- REQUIREMENT A -
Answer these questions from the passage about preparing for a cage fight:
(i) For how long had the narrator not been eating and drinking before leaving the weigh-ins?
(ii) Who was with the narrator on the couch at home?
(iii) Whose locker-room preparations on fight night does the narrator remember almost nothing of?
- REQUIREMENT B -
Set down word for word the part of the passage about preparing for a cage fight that runs from "I remember almost" down to "that next week.".

As I left the weigh-ins I was absolutely full of energy. Perhaps that’s because I was eating and drinking for the first time in a 24 hours. But, I think there was more to it than that. With the weigh-ins behind us and the contracts signed, I had done absolutely everything I had set out to do on this journey. Everything that is, except step in the cage. As I sat at home on my couch with my wife and kids I felt as if the weight of the world had been lifted from my shoulders. I had trained, dieted, passed my medicals and cut weight. I had prepared my body and my mind in every way possible for the challenge that lay ahead. It’s funny, but, I had always assumed that even with all the preparation I’d done, the fight would be the hardest part. But as I sat watching my kids play on the living room floor, it dawned on me that the hard part was over. The fight wasn’t the final challenge at all, the fight was the reward. A win would be the cherry on top, but the fight itself was the ultimate goal I had been pursuing these many months. The transformation was complete. I was ready to fight.
I remember almost nothing of Steve’s preparations in the locker room on fight night. I was in my own little world. I have a vague memory of hearing the result after the fight, but even that didn’t seem to have any great impact on me. I was, as they say, in the zone. But more on that next week.

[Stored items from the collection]
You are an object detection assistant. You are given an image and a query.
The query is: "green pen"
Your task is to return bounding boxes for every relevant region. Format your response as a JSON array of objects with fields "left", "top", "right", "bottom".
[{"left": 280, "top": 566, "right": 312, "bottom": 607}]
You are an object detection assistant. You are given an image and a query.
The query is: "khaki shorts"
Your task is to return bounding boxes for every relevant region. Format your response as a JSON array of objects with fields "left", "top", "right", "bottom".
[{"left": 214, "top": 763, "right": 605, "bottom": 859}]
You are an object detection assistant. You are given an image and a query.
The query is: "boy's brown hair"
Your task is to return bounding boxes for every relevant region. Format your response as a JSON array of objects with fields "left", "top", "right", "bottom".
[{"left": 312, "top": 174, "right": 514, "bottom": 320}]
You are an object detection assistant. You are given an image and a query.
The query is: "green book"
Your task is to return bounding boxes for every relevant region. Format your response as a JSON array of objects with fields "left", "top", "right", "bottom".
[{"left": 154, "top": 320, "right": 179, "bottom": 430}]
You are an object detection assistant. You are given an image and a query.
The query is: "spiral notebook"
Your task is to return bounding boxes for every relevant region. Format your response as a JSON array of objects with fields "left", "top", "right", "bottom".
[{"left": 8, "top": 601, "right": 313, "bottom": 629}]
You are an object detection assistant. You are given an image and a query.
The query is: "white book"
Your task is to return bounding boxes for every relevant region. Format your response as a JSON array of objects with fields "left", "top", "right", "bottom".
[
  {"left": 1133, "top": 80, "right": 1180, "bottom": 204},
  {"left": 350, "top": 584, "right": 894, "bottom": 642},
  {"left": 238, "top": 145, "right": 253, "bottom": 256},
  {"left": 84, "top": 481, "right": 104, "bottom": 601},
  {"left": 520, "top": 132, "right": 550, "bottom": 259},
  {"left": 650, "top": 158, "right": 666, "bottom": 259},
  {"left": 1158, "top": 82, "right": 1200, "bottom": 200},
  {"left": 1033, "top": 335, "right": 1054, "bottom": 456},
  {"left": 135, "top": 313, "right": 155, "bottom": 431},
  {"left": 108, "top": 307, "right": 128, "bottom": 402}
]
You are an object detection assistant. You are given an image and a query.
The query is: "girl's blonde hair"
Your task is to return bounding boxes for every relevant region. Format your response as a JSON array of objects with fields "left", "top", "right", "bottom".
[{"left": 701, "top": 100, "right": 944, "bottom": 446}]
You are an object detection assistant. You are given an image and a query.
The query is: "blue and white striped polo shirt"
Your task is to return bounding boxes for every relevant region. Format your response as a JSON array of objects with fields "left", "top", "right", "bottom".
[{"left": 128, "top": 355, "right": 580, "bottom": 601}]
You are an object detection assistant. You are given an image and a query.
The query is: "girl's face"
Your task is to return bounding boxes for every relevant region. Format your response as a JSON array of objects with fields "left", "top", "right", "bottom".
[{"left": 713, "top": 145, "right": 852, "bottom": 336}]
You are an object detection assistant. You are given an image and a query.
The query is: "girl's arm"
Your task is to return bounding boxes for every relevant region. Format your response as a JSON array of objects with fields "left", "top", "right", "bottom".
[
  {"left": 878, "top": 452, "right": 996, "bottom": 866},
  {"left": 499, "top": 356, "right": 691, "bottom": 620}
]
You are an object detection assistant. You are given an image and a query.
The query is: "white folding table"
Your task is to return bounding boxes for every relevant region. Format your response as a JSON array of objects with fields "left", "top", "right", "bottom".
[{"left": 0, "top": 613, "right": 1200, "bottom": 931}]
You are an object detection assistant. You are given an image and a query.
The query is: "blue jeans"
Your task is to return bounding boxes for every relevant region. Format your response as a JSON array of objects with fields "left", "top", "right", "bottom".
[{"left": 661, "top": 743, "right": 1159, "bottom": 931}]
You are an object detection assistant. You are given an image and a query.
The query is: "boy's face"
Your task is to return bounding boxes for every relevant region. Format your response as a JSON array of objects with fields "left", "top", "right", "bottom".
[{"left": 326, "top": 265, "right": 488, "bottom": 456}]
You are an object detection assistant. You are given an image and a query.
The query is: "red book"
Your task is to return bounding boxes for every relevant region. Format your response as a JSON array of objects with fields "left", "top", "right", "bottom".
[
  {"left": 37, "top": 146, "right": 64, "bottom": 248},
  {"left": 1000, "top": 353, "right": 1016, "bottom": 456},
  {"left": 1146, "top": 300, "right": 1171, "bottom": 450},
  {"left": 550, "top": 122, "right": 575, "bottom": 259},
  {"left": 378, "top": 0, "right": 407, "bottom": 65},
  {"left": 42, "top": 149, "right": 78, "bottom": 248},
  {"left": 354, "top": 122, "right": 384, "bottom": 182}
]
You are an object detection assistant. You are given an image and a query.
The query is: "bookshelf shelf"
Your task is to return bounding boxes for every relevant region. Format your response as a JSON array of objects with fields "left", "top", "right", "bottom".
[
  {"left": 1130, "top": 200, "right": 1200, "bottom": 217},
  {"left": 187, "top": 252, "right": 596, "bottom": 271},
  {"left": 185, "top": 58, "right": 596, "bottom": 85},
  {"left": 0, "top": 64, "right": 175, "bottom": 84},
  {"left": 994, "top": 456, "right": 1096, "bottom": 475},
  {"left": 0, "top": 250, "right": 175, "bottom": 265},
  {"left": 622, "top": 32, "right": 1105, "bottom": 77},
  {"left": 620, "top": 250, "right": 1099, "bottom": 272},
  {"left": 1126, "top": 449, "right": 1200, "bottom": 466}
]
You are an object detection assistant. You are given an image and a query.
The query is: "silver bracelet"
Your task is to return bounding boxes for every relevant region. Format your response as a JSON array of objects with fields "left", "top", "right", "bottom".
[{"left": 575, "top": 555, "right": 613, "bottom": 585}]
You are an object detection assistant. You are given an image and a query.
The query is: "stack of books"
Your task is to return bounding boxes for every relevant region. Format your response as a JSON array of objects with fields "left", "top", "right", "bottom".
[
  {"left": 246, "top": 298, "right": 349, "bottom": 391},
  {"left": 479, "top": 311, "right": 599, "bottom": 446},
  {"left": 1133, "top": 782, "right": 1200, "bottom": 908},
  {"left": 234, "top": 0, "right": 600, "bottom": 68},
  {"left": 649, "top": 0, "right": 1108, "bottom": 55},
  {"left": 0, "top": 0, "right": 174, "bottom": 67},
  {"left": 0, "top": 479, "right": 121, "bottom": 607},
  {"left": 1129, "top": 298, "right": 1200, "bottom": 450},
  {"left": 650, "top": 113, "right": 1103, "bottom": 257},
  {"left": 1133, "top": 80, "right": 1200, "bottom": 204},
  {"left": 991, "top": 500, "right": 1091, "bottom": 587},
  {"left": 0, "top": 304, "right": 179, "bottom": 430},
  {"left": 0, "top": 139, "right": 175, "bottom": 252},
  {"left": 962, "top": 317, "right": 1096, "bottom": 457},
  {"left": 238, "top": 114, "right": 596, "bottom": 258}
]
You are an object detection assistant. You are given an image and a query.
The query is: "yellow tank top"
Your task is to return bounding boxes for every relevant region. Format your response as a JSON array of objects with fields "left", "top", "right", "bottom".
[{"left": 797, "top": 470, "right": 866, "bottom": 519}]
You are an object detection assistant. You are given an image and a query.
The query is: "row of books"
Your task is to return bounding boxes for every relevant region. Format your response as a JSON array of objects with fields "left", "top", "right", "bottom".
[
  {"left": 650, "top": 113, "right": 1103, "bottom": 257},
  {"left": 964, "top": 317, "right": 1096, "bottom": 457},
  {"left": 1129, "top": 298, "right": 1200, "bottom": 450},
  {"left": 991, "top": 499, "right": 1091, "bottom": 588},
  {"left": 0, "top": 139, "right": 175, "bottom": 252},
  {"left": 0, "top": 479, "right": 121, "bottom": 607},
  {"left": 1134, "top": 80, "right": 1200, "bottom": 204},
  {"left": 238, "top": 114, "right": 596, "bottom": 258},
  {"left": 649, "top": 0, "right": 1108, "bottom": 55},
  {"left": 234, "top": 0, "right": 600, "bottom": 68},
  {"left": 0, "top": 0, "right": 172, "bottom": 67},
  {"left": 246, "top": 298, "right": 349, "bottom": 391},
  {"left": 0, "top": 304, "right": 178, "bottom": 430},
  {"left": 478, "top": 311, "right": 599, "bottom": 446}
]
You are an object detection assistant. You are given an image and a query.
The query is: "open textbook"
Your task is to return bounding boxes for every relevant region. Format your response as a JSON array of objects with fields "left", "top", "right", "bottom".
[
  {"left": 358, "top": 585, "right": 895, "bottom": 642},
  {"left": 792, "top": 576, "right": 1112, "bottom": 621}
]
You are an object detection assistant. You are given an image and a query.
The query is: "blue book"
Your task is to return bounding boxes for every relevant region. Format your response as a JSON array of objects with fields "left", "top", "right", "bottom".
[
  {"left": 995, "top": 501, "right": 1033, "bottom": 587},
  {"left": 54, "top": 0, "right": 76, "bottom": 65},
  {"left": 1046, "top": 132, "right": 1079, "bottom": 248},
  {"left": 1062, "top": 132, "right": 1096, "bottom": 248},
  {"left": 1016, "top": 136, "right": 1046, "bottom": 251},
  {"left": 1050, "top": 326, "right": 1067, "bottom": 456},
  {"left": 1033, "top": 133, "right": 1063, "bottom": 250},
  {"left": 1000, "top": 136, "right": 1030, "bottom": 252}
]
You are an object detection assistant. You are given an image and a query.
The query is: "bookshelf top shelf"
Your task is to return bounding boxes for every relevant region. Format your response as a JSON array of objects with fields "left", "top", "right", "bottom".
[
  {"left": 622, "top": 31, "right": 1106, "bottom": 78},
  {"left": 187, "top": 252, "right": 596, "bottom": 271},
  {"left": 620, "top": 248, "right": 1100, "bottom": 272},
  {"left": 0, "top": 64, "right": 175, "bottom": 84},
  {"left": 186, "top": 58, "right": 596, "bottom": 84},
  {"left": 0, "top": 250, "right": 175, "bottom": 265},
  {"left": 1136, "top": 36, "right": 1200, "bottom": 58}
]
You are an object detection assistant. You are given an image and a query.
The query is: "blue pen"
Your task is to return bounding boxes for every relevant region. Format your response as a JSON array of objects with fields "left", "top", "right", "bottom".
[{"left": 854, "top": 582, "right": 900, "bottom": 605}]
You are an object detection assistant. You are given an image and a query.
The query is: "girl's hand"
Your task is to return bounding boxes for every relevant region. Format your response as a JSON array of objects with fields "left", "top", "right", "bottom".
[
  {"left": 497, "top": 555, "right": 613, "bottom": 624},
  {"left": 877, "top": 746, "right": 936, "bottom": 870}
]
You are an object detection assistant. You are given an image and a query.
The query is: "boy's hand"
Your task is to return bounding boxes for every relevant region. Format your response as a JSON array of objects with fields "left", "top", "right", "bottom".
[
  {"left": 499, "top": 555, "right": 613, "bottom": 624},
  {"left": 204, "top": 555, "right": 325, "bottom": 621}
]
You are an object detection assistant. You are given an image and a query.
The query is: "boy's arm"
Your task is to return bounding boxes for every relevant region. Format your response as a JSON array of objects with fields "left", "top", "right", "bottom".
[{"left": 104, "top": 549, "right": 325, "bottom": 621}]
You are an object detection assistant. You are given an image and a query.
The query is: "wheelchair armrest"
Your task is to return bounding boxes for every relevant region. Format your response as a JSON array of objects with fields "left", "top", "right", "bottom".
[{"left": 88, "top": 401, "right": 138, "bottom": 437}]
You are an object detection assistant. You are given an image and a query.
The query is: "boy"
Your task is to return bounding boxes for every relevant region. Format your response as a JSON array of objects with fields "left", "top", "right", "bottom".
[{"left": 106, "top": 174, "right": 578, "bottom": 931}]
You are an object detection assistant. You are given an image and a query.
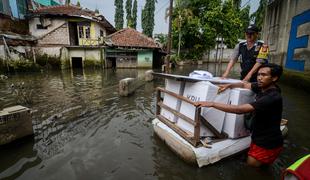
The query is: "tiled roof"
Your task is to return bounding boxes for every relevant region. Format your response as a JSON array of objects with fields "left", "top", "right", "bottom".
[
  {"left": 32, "top": 5, "right": 95, "bottom": 17},
  {"left": 30, "top": 5, "right": 116, "bottom": 32},
  {"left": 107, "top": 28, "right": 159, "bottom": 48}
]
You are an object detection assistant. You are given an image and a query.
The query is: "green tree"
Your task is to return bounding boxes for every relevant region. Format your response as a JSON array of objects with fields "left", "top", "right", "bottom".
[
  {"left": 172, "top": 0, "right": 242, "bottom": 60},
  {"left": 126, "top": 0, "right": 132, "bottom": 27},
  {"left": 233, "top": 0, "right": 241, "bottom": 10},
  {"left": 114, "top": 0, "right": 124, "bottom": 30},
  {"left": 251, "top": 0, "right": 268, "bottom": 29},
  {"left": 132, "top": 0, "right": 138, "bottom": 29},
  {"left": 142, "top": 0, "right": 157, "bottom": 37},
  {"left": 239, "top": 5, "right": 251, "bottom": 39}
]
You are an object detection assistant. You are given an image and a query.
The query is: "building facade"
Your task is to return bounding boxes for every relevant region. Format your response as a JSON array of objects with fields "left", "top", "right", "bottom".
[
  {"left": 29, "top": 5, "right": 116, "bottom": 69},
  {"left": 105, "top": 28, "right": 164, "bottom": 68},
  {"left": 263, "top": 0, "right": 310, "bottom": 72}
]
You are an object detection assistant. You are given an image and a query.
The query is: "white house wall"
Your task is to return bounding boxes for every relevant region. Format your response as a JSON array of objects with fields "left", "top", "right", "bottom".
[{"left": 29, "top": 18, "right": 66, "bottom": 38}]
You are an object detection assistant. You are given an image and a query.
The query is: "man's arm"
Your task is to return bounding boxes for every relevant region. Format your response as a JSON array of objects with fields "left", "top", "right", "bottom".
[
  {"left": 222, "top": 44, "right": 239, "bottom": 78},
  {"left": 195, "top": 101, "right": 255, "bottom": 114},
  {"left": 218, "top": 82, "right": 252, "bottom": 93},
  {"left": 243, "top": 44, "right": 269, "bottom": 81},
  {"left": 243, "top": 62, "right": 262, "bottom": 81}
]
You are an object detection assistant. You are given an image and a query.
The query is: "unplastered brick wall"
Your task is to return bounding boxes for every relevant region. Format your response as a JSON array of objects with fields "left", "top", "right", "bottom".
[{"left": 38, "top": 25, "right": 70, "bottom": 45}]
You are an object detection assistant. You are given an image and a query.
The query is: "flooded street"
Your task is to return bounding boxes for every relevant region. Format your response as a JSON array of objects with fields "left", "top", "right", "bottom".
[{"left": 0, "top": 66, "right": 310, "bottom": 180}]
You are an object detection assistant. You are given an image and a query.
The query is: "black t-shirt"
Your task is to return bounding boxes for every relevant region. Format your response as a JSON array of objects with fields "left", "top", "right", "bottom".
[
  {"left": 239, "top": 41, "right": 263, "bottom": 82},
  {"left": 250, "top": 83, "right": 283, "bottom": 149}
]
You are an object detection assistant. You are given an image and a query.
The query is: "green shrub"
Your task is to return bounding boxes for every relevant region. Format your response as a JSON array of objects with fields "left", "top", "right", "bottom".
[{"left": 9, "top": 60, "right": 41, "bottom": 72}]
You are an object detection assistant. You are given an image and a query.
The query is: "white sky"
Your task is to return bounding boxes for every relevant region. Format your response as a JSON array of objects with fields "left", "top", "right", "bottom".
[{"left": 71, "top": 0, "right": 259, "bottom": 34}]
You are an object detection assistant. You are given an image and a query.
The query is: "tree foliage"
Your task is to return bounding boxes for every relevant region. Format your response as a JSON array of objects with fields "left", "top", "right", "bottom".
[
  {"left": 239, "top": 5, "right": 251, "bottom": 39},
  {"left": 132, "top": 0, "right": 138, "bottom": 29},
  {"left": 114, "top": 0, "right": 124, "bottom": 30},
  {"left": 126, "top": 0, "right": 132, "bottom": 27},
  {"left": 142, "top": 0, "right": 157, "bottom": 37},
  {"left": 172, "top": 0, "right": 242, "bottom": 59},
  {"left": 251, "top": 0, "right": 268, "bottom": 28}
]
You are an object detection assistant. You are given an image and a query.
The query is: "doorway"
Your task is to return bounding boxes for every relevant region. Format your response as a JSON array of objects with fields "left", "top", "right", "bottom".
[
  {"left": 69, "top": 22, "right": 79, "bottom": 46},
  {"left": 71, "top": 57, "right": 83, "bottom": 69}
]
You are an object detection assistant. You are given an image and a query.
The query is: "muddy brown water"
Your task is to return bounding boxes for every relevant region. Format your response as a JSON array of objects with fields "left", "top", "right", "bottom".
[{"left": 0, "top": 66, "right": 310, "bottom": 180}]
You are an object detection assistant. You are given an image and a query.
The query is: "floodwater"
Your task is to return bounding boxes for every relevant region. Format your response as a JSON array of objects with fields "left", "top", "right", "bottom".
[{"left": 0, "top": 66, "right": 310, "bottom": 180}]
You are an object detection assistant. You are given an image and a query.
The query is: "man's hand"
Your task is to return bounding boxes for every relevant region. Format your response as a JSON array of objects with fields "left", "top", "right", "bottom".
[
  {"left": 195, "top": 101, "right": 214, "bottom": 107},
  {"left": 217, "top": 84, "right": 231, "bottom": 94}
]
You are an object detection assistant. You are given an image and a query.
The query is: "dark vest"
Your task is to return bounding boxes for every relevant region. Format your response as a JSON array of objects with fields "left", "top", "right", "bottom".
[{"left": 239, "top": 42, "right": 263, "bottom": 82}]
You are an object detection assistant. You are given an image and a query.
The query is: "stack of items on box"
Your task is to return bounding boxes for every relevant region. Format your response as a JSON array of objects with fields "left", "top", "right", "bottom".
[{"left": 160, "top": 79, "right": 254, "bottom": 139}]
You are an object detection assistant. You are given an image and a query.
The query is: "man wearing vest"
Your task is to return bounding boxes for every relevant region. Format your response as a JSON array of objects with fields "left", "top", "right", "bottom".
[{"left": 222, "top": 24, "right": 268, "bottom": 82}]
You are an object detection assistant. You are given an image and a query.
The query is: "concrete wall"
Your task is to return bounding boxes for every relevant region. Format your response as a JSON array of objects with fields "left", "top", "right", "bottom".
[
  {"left": 66, "top": 48, "right": 104, "bottom": 67},
  {"left": 263, "top": 0, "right": 310, "bottom": 72},
  {"left": 29, "top": 18, "right": 69, "bottom": 38},
  {"left": 137, "top": 50, "right": 153, "bottom": 68},
  {"left": 35, "top": 46, "right": 62, "bottom": 57},
  {"left": 0, "top": 15, "right": 29, "bottom": 35}
]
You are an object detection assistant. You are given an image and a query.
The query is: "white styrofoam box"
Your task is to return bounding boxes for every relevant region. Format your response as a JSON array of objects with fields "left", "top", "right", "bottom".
[
  {"left": 160, "top": 79, "right": 185, "bottom": 122},
  {"left": 177, "top": 81, "right": 229, "bottom": 136},
  {"left": 223, "top": 88, "right": 254, "bottom": 138}
]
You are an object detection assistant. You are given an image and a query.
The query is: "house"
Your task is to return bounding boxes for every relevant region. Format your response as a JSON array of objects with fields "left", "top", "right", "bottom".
[
  {"left": 263, "top": 0, "right": 310, "bottom": 72},
  {"left": 105, "top": 28, "right": 164, "bottom": 68},
  {"left": 0, "top": 0, "right": 35, "bottom": 62},
  {"left": 29, "top": 5, "right": 116, "bottom": 69}
]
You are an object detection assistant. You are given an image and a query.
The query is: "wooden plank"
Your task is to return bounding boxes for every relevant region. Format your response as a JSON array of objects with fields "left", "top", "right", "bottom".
[
  {"left": 152, "top": 72, "right": 203, "bottom": 82},
  {"left": 156, "top": 87, "right": 195, "bottom": 106},
  {"left": 156, "top": 90, "right": 160, "bottom": 116},
  {"left": 200, "top": 115, "right": 228, "bottom": 138},
  {"left": 157, "top": 115, "right": 198, "bottom": 147},
  {"left": 194, "top": 107, "right": 201, "bottom": 145},
  {"left": 157, "top": 102, "right": 196, "bottom": 126}
]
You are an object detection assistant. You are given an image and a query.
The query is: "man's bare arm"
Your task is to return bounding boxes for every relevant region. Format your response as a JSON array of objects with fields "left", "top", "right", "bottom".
[
  {"left": 195, "top": 101, "right": 255, "bottom": 114},
  {"left": 243, "top": 62, "right": 262, "bottom": 81},
  {"left": 218, "top": 82, "right": 251, "bottom": 93}
]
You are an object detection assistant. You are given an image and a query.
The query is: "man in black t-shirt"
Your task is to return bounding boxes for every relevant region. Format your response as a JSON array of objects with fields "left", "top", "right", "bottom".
[{"left": 195, "top": 63, "right": 283, "bottom": 167}]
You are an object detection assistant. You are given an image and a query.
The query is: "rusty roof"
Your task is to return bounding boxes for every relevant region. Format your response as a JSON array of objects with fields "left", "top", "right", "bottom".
[
  {"left": 30, "top": 5, "right": 116, "bottom": 32},
  {"left": 106, "top": 28, "right": 160, "bottom": 48}
]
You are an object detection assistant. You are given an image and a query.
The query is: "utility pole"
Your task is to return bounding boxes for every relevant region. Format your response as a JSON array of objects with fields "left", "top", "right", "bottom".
[{"left": 165, "top": 0, "right": 173, "bottom": 73}]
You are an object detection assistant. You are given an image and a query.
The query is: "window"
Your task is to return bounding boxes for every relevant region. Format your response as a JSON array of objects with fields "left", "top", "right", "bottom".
[
  {"left": 100, "top": 29, "right": 104, "bottom": 37},
  {"left": 79, "top": 26, "right": 84, "bottom": 38},
  {"left": 0, "top": 0, "right": 3, "bottom": 12},
  {"left": 37, "top": 24, "right": 47, "bottom": 29},
  {"left": 85, "top": 26, "right": 90, "bottom": 39}
]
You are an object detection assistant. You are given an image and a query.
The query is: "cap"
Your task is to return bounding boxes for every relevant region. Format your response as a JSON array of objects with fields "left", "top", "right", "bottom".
[{"left": 245, "top": 24, "right": 260, "bottom": 33}]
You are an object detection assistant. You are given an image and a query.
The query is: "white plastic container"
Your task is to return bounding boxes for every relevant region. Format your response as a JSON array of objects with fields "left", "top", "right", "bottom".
[
  {"left": 160, "top": 79, "right": 185, "bottom": 123},
  {"left": 177, "top": 81, "right": 229, "bottom": 136},
  {"left": 223, "top": 88, "right": 255, "bottom": 138}
]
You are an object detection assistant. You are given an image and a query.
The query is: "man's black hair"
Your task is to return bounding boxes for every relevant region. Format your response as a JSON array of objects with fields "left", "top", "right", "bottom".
[{"left": 258, "top": 63, "right": 283, "bottom": 80}]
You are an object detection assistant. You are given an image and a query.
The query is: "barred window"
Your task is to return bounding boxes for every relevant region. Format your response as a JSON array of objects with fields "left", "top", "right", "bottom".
[
  {"left": 85, "top": 26, "right": 90, "bottom": 39},
  {"left": 79, "top": 26, "right": 84, "bottom": 38}
]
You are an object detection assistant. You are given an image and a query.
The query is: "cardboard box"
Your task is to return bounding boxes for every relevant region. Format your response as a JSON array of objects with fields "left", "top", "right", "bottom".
[
  {"left": 160, "top": 79, "right": 185, "bottom": 123},
  {"left": 177, "top": 81, "right": 229, "bottom": 136},
  {"left": 223, "top": 88, "right": 255, "bottom": 138}
]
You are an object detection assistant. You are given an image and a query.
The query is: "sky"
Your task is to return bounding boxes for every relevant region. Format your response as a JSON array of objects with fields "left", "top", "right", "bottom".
[{"left": 71, "top": 0, "right": 259, "bottom": 34}]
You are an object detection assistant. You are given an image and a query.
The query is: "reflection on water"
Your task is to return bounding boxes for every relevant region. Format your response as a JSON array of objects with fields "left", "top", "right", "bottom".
[{"left": 0, "top": 66, "right": 310, "bottom": 179}]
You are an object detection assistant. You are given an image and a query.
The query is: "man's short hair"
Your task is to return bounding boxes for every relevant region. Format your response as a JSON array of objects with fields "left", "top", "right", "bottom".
[
  {"left": 258, "top": 63, "right": 283, "bottom": 80},
  {"left": 245, "top": 24, "right": 260, "bottom": 33}
]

- EXERCISE OUTPUT A -
(i) 24 hours
(ii) The narrator's wife and kids
(iii) Steve's

- EXERCISE OUTPUT B -
I remember almost nothing of Steve’s preparations in the locker room on fight night. I was in my own little world. I have a vague memory of hearing the result after the fight, but even that didn’t seem to have any great impact on me. I was, as they say, in the zone. But more on that next week.